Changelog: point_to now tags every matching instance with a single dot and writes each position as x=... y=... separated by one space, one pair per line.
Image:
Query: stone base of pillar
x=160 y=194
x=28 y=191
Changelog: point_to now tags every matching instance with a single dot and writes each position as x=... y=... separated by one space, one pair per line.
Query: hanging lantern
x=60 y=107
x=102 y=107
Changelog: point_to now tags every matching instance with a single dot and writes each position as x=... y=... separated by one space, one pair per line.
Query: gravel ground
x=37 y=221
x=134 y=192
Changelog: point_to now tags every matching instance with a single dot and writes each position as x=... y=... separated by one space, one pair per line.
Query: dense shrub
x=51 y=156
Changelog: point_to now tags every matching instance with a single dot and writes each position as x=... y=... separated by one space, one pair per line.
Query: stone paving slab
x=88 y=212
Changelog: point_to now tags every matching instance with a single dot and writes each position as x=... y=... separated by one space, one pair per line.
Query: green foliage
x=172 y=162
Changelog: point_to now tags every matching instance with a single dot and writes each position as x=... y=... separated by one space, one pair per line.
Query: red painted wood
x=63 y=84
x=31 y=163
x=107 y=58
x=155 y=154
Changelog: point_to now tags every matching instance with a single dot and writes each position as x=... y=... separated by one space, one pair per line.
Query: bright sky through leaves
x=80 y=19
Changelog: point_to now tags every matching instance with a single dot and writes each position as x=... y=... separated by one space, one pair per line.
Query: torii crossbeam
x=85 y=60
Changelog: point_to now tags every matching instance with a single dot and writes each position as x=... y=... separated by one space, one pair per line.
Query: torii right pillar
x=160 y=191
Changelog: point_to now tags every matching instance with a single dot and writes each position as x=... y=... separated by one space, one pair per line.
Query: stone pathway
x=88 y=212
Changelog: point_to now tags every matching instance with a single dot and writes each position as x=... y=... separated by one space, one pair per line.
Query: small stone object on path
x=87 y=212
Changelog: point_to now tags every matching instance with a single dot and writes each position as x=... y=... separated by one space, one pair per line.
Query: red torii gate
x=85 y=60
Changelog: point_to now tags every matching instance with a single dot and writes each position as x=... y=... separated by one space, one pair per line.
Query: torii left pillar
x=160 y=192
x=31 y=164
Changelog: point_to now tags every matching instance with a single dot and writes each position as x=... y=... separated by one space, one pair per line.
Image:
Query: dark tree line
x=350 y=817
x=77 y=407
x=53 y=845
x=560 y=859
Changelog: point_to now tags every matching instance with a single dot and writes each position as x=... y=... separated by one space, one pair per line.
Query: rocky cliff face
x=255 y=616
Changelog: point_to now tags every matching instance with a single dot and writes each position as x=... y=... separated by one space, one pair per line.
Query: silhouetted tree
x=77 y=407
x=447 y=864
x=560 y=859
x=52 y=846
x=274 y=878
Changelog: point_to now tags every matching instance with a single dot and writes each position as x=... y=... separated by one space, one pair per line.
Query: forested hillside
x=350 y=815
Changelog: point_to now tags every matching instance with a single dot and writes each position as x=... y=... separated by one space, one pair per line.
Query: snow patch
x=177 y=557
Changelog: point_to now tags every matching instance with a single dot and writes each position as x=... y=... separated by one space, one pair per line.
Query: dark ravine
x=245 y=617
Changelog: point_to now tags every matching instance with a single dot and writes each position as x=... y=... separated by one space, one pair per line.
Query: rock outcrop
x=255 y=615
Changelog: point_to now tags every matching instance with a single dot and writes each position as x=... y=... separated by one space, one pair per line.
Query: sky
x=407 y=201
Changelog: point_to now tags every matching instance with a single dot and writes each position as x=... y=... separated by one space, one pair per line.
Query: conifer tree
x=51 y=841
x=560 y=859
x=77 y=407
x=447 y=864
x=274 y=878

◆ ◆ ◆ ◆ ◆ ◆ ◆

Write every line of the material above again, exactly.

■ **EXERCISE ANSWER**
Changelog: point_to now tags every matching instance with a single dot and writes each position as x=... y=... separated by one space, one pair per line.
Image:
Query: stone base of pillar
x=160 y=194
x=28 y=191
Changelog: point_to now tags every matching instance with a single dot and writes each position as x=... y=... separated by one space, one pair per line.
Query: hanging lantern
x=60 y=107
x=102 y=107
Changelog: point_to now tags every matching instance with a single dot and writes each position as x=... y=... separated by one space, one pair per line.
Query: gravel ground
x=37 y=221
x=134 y=192
Changelog: point_to now tags every matching instance with a single dot and writes each position as x=... y=... separated by one space, one pair per line.
Query: dense shrub
x=51 y=156
Changelog: point_to now tags every matching instance with a single dot and writes each position as x=... y=... separated by one space, one pair per line.
Query: stone paving slab
x=88 y=212
Changelog: point_to now tags every matching instance with a single dot and writes each position as x=... y=... separated by one space, one pair per line.
Query: green foliage
x=172 y=162
Changelog: point_to now tags every matching instance with a single dot and writes each position as x=... y=... separated by one space, one pair per line.
Query: red painted wood
x=63 y=84
x=31 y=163
x=107 y=58
x=155 y=154
Changelog: point_to now tags every matching instance with a single dot and writes each position as x=... y=... separated by one space, one pair per line.
Query: bright sky through leaves
x=80 y=19
Changelog: point_to now tags every matching instance with a single dot and writes each position as x=... y=... separated by one space, one pair per line.
Query: torii crossbeam
x=85 y=60
Changelog: point_to now tags every matching instance with a single dot and writes each position as x=... y=... separated by one space, one pair per line.
Query: torii right pillar
x=160 y=191
Changelog: point_to now tags every matching instance with a single dot and writes each position as x=... y=... separated by one space, one pair per line.
Query: stone pathway
x=88 y=212
Changelog: point_to now tags every matching instance with a single dot and writes each position as x=... y=... separated by one space, one pair per line.
Query: small stone object on path
x=87 y=212
Changelog: point_to now tags every matching instance with a single dot and writes each position as x=... y=... separated by one space, one pair per line.
Query: red torii gate
x=85 y=60
Changelog: point_to now tags every matching instance with a single dot and writes each position as x=... y=... separated by one space, one pair per line.
Query: torii left pillar
x=160 y=192
x=31 y=164
Changelog: point_to now tags every matching instance with a single dot and writes each position as x=... y=... separated by one space, one pair per line.
Image:
Query: dark tree line
x=350 y=817
x=77 y=407
x=53 y=845
x=560 y=859
Changelog: point_to now tags every matching instance with a single dot and writes each position as x=... y=... separated by one space, one pair per line.
Query: rocky cliff face
x=255 y=616
Changelog: point_to now tags every matching instance with a single dot and writes each position as x=... y=... separated by one space, one pair per line.
Query: silhouetted tree
x=77 y=407
x=447 y=864
x=560 y=859
x=52 y=846
x=274 y=878
Changelog: point_to now tags every matching instance with a single dot and writes each position as x=... y=... separated by one space, one pair per line.
Query: forested hillside
x=350 y=815
Changelog: point_to now tags every matching instance with a single dot and writes each position as x=... y=... separated by one space, one pair per line.
Query: snow patch
x=177 y=557
Changelog: point_to now tags every matching instance with a single dot and writes each position as x=... y=... separated by one space, one pair per line.
Query: dark ravine
x=245 y=617
Changelog: point_to now tags every matching instance with a single dot and writes each position as x=... y=... separated by one space, one pair per line.
Query: rock outcrop
x=255 y=615
Changelog: point_to now tags every matching instance with a single dot and writes each position as x=... y=... separated by one space, one pair per line.
Query: sky
x=407 y=201
Changelog: point_to now tags every matching instance with a single dot and writes each position as x=... y=... separated by one space, one pair per line.
Query: conifer tree
x=51 y=841
x=560 y=859
x=77 y=407
x=447 y=864
x=274 y=878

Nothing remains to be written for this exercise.